Written instruction 1 → Summarize the book review below in two sentences.
Written instruction 2 → List every kind of source or method that the book review below says Hobson employed.
━━━━━ Quoted passage ━━━━━
Book Review: The Legend of the Black Mecca


In unapologetically foregrounding the intraracial significance of socioeconomic class, Maurice Hobson has broken fresh ground with The Legend of the Black Mecca: Politics and Class in the Making of Modern Atlanta.

Seeking to provide readers with a “critical response to current trends and tensions” in the historiography of Black urban lives, Hobson has interrogated the notion of Atlanta as Black Mecca by employing archival records, oral history interviews, and judicious use of certain quantitative methods such as mapping and demography to reveal that some of the singular triumphs of its Black electoral political elite have taken a profound toll on the Black working poor (7). Those familiar with the history of the post–Civil War South know that Atlanta Constitution editor Henry Grady championed the notion of a “New South” staked to industrial development and outside investment during the late 1880s. Of course, this rhetoric of a New South belied the reality of racist terrorism and exploitation, establishment of apartheid structures throughout the region, and relative exploitation of poor Whites. In an intriguing contemporary recasting of the term, Hobson argues for consideration of Atlanta as the “beacon of a black New South” staked to concentrated Black electoral political power, beginning in the early 1970s as the city’s population comprised a Black majority for the first time (50).

Maurice J. Hobson. The Legend of the Black Mecca: Politics and Class in the Making of Modern Atlanta (Chapel Hill: University of North Carolina Press, 2017).
━━━━━ Given information ━━━━━
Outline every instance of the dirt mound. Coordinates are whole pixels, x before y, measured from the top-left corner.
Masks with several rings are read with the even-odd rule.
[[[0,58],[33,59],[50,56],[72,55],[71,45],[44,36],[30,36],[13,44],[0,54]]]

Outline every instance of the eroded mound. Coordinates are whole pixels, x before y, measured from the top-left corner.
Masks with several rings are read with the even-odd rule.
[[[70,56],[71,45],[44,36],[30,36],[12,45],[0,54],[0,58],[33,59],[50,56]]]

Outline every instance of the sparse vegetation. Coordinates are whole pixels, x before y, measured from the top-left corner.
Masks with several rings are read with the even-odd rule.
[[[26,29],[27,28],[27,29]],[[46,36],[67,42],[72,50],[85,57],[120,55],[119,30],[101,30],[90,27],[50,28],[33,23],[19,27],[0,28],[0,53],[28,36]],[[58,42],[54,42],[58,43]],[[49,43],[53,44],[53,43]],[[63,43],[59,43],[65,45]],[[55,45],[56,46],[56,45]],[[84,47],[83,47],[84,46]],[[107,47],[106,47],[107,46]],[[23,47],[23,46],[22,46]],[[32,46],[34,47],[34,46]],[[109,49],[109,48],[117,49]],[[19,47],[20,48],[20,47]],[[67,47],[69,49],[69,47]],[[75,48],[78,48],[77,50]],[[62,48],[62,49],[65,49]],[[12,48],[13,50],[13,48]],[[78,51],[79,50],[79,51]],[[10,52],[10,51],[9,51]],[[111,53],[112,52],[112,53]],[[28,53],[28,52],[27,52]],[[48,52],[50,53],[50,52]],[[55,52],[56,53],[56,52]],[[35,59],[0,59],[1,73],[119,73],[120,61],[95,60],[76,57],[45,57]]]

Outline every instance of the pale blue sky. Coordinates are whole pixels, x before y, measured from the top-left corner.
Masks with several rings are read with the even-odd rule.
━━━━━
Full response 1 → Maurice Hobson's The Legend of the Black Mecca breaks fresh ground by foregrounding the intraracial significance of socioeconomic class. Using archival records, oral history interviews, mapping, and demography, it shows that some triumphs of Atlanta's Black electoral political elite took a profound toll on the Black working poor, and it argues that Atlanta became the "beacon of a black New South" once the city first had a Black majority in the early 1970s.

Full response 2 →
- archival records
- oral history interviews
- mapping
- demography